> [Problem statement] Pull out each line in the data below that contains the string "girl", and list them in their original order.

━━━━━ Entries shown

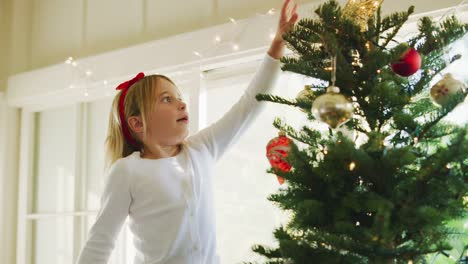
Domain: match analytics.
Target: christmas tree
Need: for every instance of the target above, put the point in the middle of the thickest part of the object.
(387, 197)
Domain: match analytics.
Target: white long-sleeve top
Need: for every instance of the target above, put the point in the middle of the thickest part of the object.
(169, 201)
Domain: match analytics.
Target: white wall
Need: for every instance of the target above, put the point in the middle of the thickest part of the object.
(4, 42)
(45, 32)
(9, 129)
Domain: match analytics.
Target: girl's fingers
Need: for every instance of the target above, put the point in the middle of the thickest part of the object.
(284, 9)
(294, 9)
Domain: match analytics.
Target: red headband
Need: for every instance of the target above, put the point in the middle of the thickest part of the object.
(124, 87)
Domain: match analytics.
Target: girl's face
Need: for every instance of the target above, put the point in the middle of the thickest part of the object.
(167, 122)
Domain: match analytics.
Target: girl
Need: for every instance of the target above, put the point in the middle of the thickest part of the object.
(160, 178)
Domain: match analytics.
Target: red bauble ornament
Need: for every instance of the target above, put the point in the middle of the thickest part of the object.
(276, 151)
(409, 63)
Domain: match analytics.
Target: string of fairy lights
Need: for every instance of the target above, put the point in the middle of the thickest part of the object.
(83, 75)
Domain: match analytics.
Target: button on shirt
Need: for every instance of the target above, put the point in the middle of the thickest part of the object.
(169, 201)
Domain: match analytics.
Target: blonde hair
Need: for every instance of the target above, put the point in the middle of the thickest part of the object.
(139, 101)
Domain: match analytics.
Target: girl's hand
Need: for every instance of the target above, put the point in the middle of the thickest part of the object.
(287, 20)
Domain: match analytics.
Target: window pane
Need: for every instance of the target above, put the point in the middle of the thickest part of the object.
(54, 160)
(53, 240)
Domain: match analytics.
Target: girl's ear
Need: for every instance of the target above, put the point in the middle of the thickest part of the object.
(135, 124)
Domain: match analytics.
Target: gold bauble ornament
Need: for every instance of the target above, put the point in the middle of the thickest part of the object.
(332, 108)
(305, 95)
(361, 11)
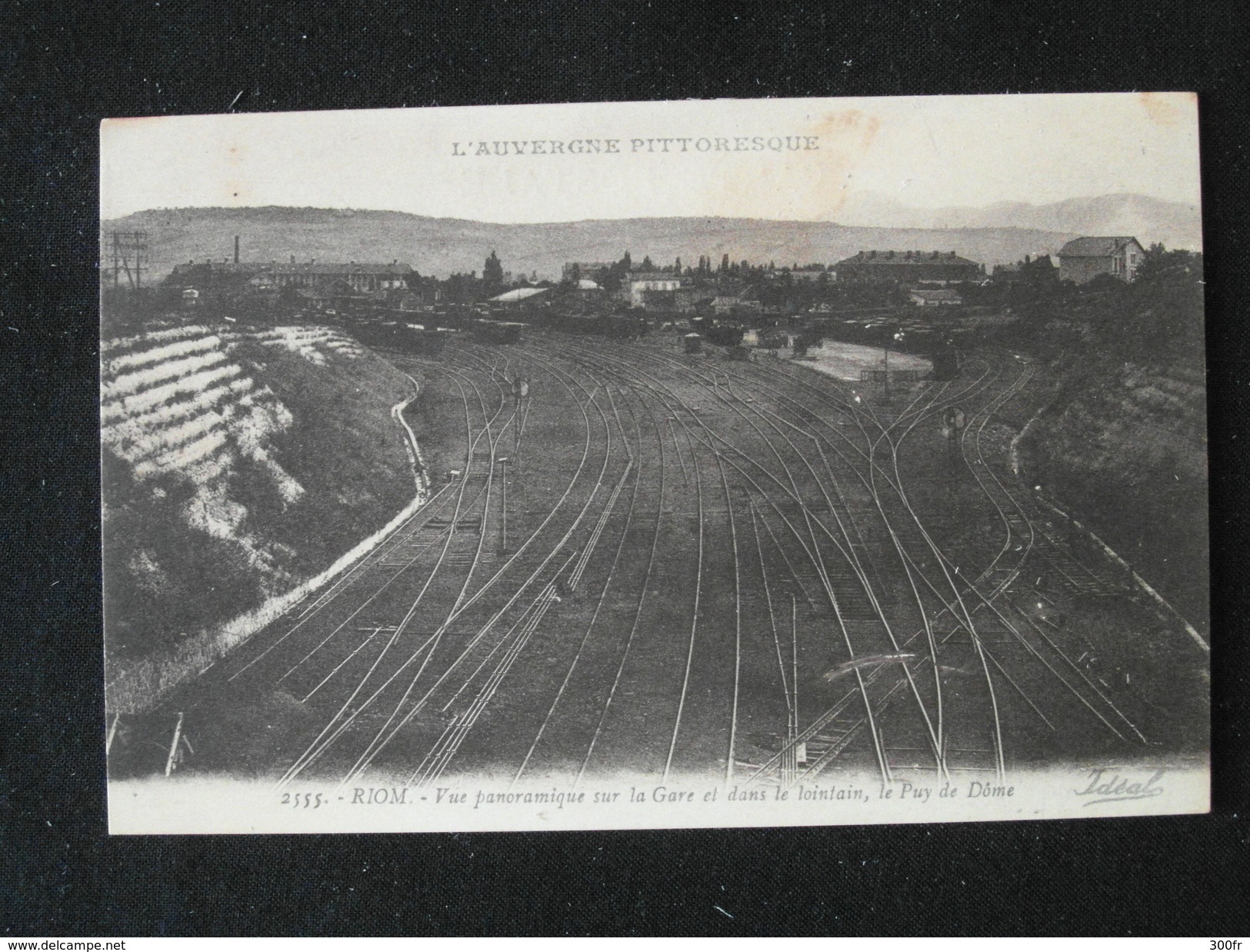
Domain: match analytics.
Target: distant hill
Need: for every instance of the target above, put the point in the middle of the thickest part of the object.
(1150, 220)
(439, 246)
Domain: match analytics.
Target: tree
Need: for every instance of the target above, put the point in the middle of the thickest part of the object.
(493, 271)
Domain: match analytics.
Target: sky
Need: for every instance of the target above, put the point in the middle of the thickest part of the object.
(768, 159)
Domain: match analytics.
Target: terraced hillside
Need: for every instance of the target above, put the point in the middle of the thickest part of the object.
(238, 462)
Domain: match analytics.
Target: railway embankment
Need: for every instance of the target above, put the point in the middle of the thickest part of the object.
(240, 466)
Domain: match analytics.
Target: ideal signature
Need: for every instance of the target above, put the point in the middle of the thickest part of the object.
(1108, 786)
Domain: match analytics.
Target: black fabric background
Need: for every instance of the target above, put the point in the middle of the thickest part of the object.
(64, 68)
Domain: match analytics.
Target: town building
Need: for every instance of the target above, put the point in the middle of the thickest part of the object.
(575, 270)
(812, 275)
(643, 288)
(359, 276)
(1084, 259)
(906, 268)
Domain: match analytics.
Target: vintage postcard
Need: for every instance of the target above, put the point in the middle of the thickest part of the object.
(654, 465)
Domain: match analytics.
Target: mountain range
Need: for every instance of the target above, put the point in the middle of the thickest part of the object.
(1174, 224)
(998, 234)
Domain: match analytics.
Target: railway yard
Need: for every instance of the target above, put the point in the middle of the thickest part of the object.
(658, 565)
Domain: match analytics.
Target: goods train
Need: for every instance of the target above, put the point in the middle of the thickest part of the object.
(618, 326)
(400, 335)
(498, 331)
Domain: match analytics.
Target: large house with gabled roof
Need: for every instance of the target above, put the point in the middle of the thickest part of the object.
(1084, 259)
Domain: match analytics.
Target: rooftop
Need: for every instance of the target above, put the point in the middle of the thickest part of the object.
(1096, 246)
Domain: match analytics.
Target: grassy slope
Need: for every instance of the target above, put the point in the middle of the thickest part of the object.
(1124, 442)
(343, 448)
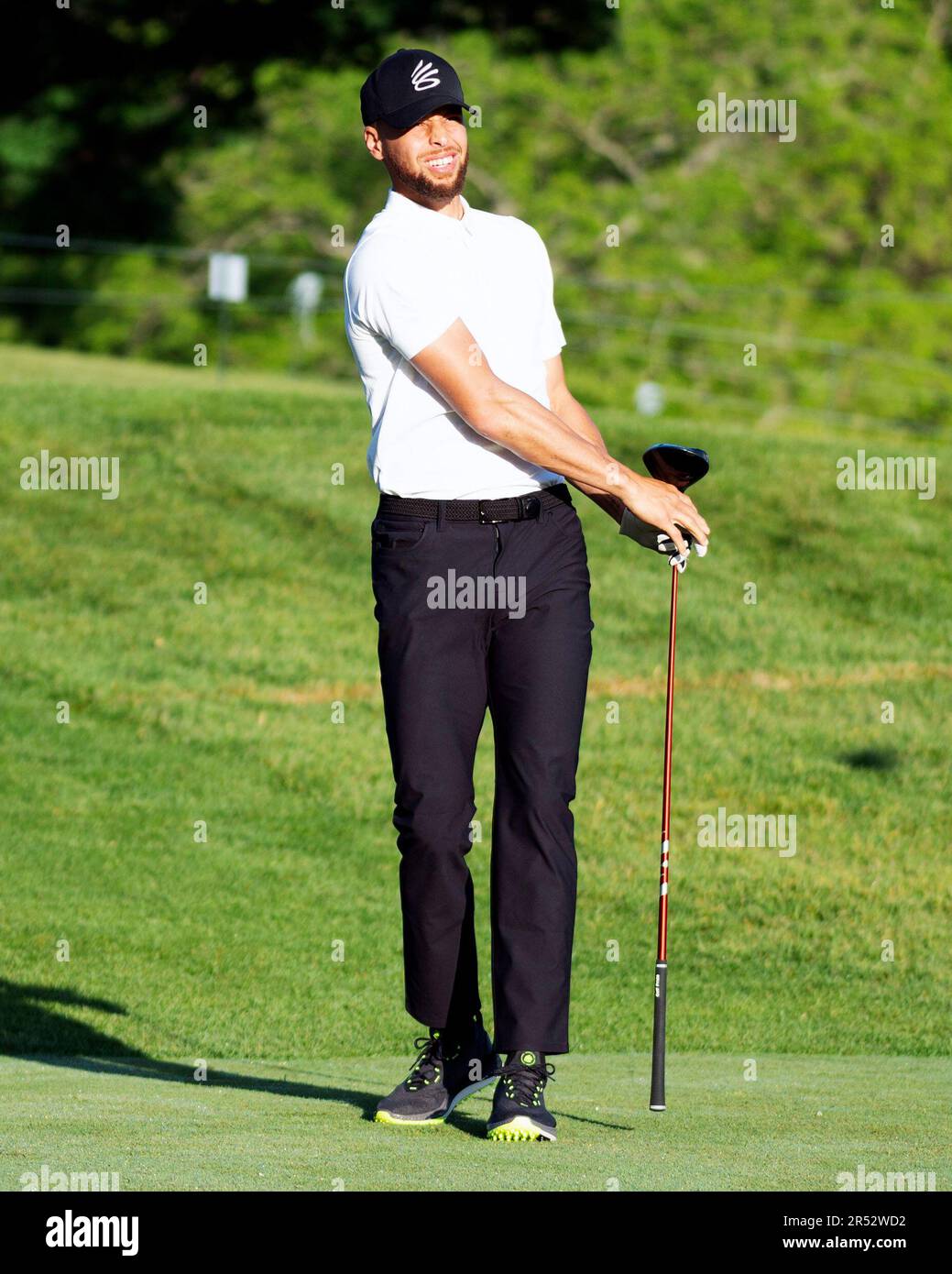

━━━━━━━━━━

> [Task response]
Target: girl's fingers
Target: girl's face
Target: girl
Target: girl's hand
Target: girl's ear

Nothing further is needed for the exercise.